- What you are asked to do:
Quote the entries that follow exactly, leaving none out.

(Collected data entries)
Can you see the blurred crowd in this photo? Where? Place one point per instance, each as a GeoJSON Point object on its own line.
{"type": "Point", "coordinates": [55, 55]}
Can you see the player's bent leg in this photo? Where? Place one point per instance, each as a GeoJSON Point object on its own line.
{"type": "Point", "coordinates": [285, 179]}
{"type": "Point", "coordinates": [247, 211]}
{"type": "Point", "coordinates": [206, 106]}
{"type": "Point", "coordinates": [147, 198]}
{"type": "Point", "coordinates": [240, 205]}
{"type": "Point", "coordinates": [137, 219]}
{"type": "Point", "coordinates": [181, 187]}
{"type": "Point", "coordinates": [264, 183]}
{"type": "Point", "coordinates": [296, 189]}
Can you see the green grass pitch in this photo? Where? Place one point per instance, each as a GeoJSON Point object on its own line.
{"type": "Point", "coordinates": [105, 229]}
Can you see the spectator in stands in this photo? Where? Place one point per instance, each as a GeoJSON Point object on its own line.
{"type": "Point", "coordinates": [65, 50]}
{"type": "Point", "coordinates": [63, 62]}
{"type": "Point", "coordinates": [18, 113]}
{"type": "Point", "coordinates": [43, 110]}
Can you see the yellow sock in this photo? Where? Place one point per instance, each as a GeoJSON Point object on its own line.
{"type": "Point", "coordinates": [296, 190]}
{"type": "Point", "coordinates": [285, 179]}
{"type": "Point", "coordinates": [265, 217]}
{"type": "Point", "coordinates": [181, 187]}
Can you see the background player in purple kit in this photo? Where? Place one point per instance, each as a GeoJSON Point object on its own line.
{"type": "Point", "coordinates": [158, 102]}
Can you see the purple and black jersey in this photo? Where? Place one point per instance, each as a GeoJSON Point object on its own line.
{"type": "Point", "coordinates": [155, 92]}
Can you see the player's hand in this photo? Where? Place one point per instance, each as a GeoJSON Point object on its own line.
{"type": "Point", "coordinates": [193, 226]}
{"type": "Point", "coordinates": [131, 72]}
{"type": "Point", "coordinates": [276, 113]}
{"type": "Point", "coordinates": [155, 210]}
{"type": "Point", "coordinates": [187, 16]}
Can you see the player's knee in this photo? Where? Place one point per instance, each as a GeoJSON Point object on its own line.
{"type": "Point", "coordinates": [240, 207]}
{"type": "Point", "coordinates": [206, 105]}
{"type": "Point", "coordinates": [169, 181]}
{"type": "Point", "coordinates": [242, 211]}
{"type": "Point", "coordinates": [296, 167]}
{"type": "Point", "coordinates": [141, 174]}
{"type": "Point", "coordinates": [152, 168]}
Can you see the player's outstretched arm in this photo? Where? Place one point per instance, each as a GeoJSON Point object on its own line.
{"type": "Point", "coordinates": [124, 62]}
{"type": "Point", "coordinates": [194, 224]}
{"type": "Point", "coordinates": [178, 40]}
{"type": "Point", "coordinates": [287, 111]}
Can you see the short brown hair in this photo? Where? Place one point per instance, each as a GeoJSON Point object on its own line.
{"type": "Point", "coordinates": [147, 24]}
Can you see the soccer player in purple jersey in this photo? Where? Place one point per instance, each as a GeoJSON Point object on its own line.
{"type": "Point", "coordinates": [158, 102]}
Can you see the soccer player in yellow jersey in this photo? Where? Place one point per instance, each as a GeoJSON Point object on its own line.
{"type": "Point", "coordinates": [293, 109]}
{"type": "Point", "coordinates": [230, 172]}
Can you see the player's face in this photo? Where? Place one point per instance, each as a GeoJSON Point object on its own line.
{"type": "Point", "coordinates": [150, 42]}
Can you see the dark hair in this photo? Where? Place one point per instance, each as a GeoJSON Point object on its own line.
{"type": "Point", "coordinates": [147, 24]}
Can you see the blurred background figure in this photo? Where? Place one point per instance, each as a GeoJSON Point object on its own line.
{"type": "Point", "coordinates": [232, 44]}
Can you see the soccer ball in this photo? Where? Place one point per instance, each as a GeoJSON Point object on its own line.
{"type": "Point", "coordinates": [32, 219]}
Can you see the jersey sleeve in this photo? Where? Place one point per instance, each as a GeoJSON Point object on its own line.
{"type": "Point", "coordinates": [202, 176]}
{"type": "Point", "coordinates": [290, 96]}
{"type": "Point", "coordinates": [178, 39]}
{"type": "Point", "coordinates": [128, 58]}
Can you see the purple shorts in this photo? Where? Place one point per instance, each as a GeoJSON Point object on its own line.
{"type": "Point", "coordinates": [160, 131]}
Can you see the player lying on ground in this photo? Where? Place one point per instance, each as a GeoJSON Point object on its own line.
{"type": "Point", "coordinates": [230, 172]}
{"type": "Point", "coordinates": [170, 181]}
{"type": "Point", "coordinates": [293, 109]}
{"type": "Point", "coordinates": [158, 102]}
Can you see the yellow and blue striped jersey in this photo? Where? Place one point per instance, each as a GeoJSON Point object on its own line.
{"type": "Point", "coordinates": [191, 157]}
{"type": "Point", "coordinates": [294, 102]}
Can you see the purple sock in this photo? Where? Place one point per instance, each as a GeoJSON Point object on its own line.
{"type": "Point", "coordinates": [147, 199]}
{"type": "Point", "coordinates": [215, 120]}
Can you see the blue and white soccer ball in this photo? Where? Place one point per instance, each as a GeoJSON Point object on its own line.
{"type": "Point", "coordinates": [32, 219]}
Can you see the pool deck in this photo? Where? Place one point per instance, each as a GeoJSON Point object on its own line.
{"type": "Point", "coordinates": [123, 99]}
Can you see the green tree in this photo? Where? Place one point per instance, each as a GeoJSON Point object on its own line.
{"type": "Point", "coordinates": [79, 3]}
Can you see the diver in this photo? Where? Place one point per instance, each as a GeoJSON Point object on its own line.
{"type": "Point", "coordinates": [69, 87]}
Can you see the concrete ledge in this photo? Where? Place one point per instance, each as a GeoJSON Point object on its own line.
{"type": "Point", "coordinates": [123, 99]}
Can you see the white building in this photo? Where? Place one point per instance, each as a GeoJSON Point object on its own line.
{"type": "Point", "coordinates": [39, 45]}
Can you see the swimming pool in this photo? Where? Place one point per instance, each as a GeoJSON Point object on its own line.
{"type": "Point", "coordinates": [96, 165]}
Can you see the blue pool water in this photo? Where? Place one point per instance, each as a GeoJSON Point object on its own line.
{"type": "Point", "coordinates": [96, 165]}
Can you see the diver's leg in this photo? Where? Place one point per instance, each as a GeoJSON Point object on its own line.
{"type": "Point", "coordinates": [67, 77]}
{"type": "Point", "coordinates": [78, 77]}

- Output for this task:
Can you see the blurred crowd in this photo? Where? Place one point per instance, each as a GeoJSON Point object on its own line.
{"type": "Point", "coordinates": [55, 55]}
Can you see the player's bent leg in this photo? Where? Place one point per instance, each as a GeoJSON Point object on its own line.
{"type": "Point", "coordinates": [285, 179]}
{"type": "Point", "coordinates": [247, 211]}
{"type": "Point", "coordinates": [206, 106]}
{"type": "Point", "coordinates": [147, 198]}
{"type": "Point", "coordinates": [240, 205]}
{"type": "Point", "coordinates": [137, 219]}
{"type": "Point", "coordinates": [181, 187]}
{"type": "Point", "coordinates": [264, 183]}
{"type": "Point", "coordinates": [296, 189]}
Can you see the green grass pitch in this photo? Where? Place one point per instance, each as a GeoJSON Point object on its own line.
{"type": "Point", "coordinates": [105, 229]}
Can you see the spectator in stands in this photo? Where? Place one point per instance, each as a GeoJSON Point object on its own line.
{"type": "Point", "coordinates": [65, 50]}
{"type": "Point", "coordinates": [63, 62]}
{"type": "Point", "coordinates": [18, 113]}
{"type": "Point", "coordinates": [43, 110]}
Can you see the yellow sock in this photo? Where? Place one point per instance, each as a GeoJSON Point object on its own line.
{"type": "Point", "coordinates": [296, 190]}
{"type": "Point", "coordinates": [285, 179]}
{"type": "Point", "coordinates": [265, 217]}
{"type": "Point", "coordinates": [181, 187]}
Can you see the background player in purple kit in this photo? Where? Place one point per instance, each as a GeoJSON Point object on its own line.
{"type": "Point", "coordinates": [158, 102]}
Can you see the purple and black jersey in this photo? Where? Place one point per instance, each as a GeoJSON Point object on its own line.
{"type": "Point", "coordinates": [155, 92]}
Can you see the player's hand in this photo? Where? Place one point per instance, each as a GeoJSON Point object on its own line.
{"type": "Point", "coordinates": [193, 226]}
{"type": "Point", "coordinates": [131, 72]}
{"type": "Point", "coordinates": [276, 113]}
{"type": "Point", "coordinates": [155, 210]}
{"type": "Point", "coordinates": [187, 16]}
Can you see the player's knee in this photo? Where? Place one point per instance, each as a GeoJSON Point object on its own line.
{"type": "Point", "coordinates": [240, 207]}
{"type": "Point", "coordinates": [206, 105]}
{"type": "Point", "coordinates": [169, 181]}
{"type": "Point", "coordinates": [242, 211]}
{"type": "Point", "coordinates": [296, 167]}
{"type": "Point", "coordinates": [141, 174]}
{"type": "Point", "coordinates": [152, 168]}
Can you see the player's outstretched arm in this photo? Where? Place one point per instance, each as a GeoJSON Point object on its own line.
{"type": "Point", "coordinates": [124, 62]}
{"type": "Point", "coordinates": [194, 224]}
{"type": "Point", "coordinates": [178, 40]}
{"type": "Point", "coordinates": [287, 111]}
Can you see the short brown hair in this photo? Where? Place one point per instance, each as a GeoJSON Point object on its own line.
{"type": "Point", "coordinates": [147, 24]}
Can you see the soccer player in purple jersey in this photo? Where? Place one point per instance, each as a GeoJSON Point object on its own line.
{"type": "Point", "coordinates": [158, 102]}
Can you see the soccer player in yellow jersey in this photo? Where? Place one point per instance, each as a GeoJSON Point object on its own line.
{"type": "Point", "coordinates": [293, 109]}
{"type": "Point", "coordinates": [230, 172]}
Can you see the player's face in this photo? Where? Place one point per instance, each as a GeoJSON Point object on its own line.
{"type": "Point", "coordinates": [150, 42]}
Can you see the dark hair in this photo? Where? Place one point per instance, each as a GeoJSON Point object on its own line.
{"type": "Point", "coordinates": [147, 24]}
Can you see the blurred background figure in this photo? Where? Place one point per instance, each as a GeoJSON Point object on its own line.
{"type": "Point", "coordinates": [232, 44]}
Can you see the soccer ball in this photo? Where? Place one point per instance, each as a GeoJSON Point object on its own line.
{"type": "Point", "coordinates": [32, 219]}
Can you see the jersey sleeve in this photo? Where? Place one point per instance, each as a GeoJSON Point object on its own line.
{"type": "Point", "coordinates": [202, 176]}
{"type": "Point", "coordinates": [290, 96]}
{"type": "Point", "coordinates": [178, 39]}
{"type": "Point", "coordinates": [128, 58]}
Can you see the purple shorts in this photo? Where? Place one point per instance, each as a GeoJSON Point object on its own line.
{"type": "Point", "coordinates": [160, 131]}
Can you see the player lying on ground in this photo? Where? Place one point per instance, each as a GeoJSON Point object on its own line.
{"type": "Point", "coordinates": [230, 172]}
{"type": "Point", "coordinates": [170, 181]}
{"type": "Point", "coordinates": [293, 109]}
{"type": "Point", "coordinates": [158, 102]}
Can you see the yellow and blue striped jersey in this photo? Where? Place one point per instance, each as a GeoJSON Point object on its own line.
{"type": "Point", "coordinates": [191, 157]}
{"type": "Point", "coordinates": [294, 102]}
Can you see the purple sock in this photo? Where? Place one point per instance, each as a GeoJSON Point object on its own line.
{"type": "Point", "coordinates": [147, 199]}
{"type": "Point", "coordinates": [215, 120]}
Can you see the blue and white soccer ball in this photo? Where? Place one point per instance, each as a GeoJSON Point object on its own line.
{"type": "Point", "coordinates": [32, 219]}
Can you see the pool deck in this photo? Where? Place one point per instance, each as a GeoJSON Point object on its own line.
{"type": "Point", "coordinates": [123, 99]}
Can you see the green tree in this photo? Where? Place one point per instance, each as a GeoJSON Point object on its own line.
{"type": "Point", "coordinates": [79, 3]}
Can you see the diver in this photo? Where? Place one point per instance, each as a GeoJSON Point object on its own line.
{"type": "Point", "coordinates": [69, 87]}
Can you see the concrete ledge in this photo? Where? Place one point per instance, each as a GeoJSON Point object on its own line.
{"type": "Point", "coordinates": [123, 99]}
Can you see the white building in this photo? Where? Place one point per instance, each as a GeoJSON Point object on its own line.
{"type": "Point", "coordinates": [39, 45]}
Can you see the swimming pool in this photo? Where? Place one point per instance, each as a GeoJSON Point object on its own line.
{"type": "Point", "coordinates": [96, 165]}
Can you see the blue pool water in this photo? Where? Place one point per instance, each as a GeoJSON Point object on its own line.
{"type": "Point", "coordinates": [96, 165]}
Can you see the diver's leg in this photo? Where? Place one point per instance, each as a GeoJSON Point object on its own line.
{"type": "Point", "coordinates": [67, 77]}
{"type": "Point", "coordinates": [78, 77]}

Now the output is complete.